-- Information supplied --
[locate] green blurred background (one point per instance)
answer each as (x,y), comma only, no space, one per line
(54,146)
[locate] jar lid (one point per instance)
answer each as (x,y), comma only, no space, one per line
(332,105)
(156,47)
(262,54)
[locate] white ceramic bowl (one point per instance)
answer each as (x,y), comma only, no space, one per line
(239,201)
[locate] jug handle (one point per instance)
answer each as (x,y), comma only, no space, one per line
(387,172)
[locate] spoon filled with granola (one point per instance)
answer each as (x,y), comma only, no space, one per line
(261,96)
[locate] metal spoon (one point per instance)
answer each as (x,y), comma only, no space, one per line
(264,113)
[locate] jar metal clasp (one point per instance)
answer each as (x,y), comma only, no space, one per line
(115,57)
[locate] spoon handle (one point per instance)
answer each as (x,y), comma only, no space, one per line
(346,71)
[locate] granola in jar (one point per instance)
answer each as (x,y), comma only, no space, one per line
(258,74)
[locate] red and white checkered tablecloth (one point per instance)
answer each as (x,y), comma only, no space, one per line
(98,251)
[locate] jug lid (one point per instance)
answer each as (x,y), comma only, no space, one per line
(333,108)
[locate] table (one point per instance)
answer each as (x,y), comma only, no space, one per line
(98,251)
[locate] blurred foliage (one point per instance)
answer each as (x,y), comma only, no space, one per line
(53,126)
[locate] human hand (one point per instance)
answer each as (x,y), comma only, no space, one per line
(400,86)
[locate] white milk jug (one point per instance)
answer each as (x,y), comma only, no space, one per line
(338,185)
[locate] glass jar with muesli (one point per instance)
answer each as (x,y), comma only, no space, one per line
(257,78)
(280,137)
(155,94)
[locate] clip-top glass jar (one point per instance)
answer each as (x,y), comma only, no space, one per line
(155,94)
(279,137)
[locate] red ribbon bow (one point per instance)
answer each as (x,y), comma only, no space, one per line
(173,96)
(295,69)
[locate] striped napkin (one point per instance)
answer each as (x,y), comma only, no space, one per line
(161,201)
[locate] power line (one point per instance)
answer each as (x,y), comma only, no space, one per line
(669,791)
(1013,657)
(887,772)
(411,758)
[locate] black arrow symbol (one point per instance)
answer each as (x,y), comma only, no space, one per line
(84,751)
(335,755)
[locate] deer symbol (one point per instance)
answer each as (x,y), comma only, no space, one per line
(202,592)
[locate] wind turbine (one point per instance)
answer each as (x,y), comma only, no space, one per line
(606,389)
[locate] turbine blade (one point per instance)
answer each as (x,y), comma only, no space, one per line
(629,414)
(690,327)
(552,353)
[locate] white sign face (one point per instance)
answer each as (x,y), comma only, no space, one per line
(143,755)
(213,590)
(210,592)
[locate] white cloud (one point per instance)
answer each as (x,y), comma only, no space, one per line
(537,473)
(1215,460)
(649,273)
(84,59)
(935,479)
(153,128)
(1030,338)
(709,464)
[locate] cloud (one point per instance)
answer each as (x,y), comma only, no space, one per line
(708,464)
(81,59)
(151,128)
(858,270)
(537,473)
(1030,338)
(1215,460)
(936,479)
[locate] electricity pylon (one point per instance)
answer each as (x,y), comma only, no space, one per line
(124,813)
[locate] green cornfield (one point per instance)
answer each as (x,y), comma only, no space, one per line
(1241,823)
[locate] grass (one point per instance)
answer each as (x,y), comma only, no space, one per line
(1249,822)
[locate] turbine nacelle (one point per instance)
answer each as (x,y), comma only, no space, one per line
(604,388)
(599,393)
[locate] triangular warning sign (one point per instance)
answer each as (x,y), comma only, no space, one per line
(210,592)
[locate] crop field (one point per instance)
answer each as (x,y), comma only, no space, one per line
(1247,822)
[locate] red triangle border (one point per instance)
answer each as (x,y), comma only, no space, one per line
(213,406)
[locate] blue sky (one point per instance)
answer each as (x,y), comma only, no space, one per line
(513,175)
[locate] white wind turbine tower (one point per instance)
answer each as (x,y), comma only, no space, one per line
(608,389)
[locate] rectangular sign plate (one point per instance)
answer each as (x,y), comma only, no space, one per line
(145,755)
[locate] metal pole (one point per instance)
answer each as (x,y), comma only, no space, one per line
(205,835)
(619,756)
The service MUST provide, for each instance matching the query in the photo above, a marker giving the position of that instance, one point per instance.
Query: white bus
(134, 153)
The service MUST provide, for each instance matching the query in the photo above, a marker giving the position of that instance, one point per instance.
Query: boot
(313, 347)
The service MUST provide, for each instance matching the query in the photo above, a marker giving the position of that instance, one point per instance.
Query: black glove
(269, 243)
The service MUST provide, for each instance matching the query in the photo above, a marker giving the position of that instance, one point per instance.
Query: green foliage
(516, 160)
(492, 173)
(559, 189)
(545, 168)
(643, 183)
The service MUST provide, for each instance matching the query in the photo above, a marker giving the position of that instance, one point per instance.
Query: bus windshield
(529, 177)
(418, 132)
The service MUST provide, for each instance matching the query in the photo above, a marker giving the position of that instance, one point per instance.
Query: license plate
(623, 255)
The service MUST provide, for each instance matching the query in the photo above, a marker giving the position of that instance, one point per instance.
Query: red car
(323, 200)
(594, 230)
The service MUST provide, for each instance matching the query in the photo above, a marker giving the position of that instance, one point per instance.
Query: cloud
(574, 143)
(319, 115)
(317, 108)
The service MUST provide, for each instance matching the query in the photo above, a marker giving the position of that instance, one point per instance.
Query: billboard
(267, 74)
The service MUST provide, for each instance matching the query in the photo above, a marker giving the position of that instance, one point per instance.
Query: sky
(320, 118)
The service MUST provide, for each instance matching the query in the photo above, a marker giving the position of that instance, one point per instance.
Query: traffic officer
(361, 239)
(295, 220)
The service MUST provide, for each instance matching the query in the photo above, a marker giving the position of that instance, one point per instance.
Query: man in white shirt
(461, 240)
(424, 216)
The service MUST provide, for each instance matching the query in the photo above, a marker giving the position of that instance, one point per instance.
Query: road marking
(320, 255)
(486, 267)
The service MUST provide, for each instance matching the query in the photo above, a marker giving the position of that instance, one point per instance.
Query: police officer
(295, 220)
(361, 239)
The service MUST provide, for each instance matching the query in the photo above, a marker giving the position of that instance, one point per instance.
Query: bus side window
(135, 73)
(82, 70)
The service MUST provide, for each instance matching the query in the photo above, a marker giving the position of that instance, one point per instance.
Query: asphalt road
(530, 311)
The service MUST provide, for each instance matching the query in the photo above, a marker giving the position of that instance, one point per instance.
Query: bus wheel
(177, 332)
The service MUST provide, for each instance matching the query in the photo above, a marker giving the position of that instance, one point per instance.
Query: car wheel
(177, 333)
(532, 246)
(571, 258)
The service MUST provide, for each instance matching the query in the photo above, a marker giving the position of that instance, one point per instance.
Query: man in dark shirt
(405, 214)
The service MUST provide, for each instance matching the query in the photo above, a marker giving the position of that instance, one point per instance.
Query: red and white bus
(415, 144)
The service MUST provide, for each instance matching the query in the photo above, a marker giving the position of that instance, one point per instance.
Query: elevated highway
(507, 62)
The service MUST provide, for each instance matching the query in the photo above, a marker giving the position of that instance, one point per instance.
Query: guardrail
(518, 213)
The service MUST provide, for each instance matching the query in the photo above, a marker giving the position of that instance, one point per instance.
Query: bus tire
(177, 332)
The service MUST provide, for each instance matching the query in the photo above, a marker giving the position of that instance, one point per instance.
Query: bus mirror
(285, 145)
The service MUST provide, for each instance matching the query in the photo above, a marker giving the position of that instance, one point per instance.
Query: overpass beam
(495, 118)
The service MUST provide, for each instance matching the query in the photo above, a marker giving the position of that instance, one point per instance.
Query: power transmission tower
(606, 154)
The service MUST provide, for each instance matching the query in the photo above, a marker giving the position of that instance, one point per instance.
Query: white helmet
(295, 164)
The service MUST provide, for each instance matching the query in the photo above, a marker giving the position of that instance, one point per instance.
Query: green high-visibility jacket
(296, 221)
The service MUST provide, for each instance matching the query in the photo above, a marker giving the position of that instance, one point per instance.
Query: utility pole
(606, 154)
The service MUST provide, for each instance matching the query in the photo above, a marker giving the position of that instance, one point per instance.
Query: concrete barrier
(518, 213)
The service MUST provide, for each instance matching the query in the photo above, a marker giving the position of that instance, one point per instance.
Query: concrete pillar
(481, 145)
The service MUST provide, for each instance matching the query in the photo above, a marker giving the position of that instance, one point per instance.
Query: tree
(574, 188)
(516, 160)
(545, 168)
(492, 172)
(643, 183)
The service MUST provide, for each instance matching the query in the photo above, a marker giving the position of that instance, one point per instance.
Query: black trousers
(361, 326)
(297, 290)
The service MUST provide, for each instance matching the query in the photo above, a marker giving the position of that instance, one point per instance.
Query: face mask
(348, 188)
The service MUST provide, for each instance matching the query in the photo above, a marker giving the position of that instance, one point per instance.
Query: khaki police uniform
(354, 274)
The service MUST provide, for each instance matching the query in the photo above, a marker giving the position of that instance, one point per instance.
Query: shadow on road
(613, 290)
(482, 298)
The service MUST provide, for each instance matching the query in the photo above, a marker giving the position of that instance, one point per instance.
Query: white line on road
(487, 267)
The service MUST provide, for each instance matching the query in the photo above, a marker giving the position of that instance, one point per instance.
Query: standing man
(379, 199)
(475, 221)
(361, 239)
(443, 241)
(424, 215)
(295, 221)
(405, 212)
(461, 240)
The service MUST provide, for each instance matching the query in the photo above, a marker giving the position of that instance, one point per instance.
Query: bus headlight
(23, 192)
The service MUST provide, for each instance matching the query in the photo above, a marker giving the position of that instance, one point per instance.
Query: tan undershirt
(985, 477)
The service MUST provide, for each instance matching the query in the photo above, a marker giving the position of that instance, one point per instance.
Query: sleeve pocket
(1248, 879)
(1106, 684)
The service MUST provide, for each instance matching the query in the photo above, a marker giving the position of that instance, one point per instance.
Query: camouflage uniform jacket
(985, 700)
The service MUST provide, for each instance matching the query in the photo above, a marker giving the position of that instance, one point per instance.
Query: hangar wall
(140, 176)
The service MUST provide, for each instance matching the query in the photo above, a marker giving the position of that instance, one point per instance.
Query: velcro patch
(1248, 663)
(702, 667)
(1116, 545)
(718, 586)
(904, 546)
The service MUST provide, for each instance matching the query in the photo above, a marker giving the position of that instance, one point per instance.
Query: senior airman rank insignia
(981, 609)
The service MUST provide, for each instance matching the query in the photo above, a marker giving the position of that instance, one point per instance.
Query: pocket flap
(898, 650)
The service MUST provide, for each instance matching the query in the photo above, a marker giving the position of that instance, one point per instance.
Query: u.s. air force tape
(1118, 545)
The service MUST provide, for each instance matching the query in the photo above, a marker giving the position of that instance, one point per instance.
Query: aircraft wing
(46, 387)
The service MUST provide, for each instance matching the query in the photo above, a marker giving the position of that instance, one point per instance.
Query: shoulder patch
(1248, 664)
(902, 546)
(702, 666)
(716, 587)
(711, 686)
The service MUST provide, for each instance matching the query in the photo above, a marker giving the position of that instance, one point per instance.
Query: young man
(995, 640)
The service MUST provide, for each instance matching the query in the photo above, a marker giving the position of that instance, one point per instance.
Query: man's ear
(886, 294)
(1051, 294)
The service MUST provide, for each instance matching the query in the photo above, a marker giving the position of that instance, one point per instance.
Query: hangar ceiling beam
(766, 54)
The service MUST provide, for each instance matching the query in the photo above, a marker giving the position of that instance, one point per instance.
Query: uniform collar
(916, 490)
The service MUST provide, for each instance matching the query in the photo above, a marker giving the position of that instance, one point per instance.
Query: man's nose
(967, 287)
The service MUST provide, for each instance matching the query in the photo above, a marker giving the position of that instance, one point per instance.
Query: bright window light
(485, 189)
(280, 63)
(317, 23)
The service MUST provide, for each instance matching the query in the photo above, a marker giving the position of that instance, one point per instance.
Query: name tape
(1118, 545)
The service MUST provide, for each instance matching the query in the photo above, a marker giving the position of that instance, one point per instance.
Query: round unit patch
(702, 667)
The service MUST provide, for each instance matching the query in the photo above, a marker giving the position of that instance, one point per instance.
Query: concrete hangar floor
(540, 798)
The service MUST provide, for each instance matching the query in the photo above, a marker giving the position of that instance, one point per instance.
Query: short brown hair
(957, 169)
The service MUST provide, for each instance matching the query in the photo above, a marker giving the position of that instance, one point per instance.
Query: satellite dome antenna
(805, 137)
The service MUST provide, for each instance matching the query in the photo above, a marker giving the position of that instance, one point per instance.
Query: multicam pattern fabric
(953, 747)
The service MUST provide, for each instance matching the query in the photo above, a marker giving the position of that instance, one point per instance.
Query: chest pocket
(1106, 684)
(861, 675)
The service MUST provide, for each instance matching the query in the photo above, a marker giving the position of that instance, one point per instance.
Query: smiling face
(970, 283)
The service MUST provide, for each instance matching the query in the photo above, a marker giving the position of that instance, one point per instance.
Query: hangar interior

-- Exercise description --
Tell me how many lines in the entries contain the string "turbine", and give nothing besides that number.

-- Output --
4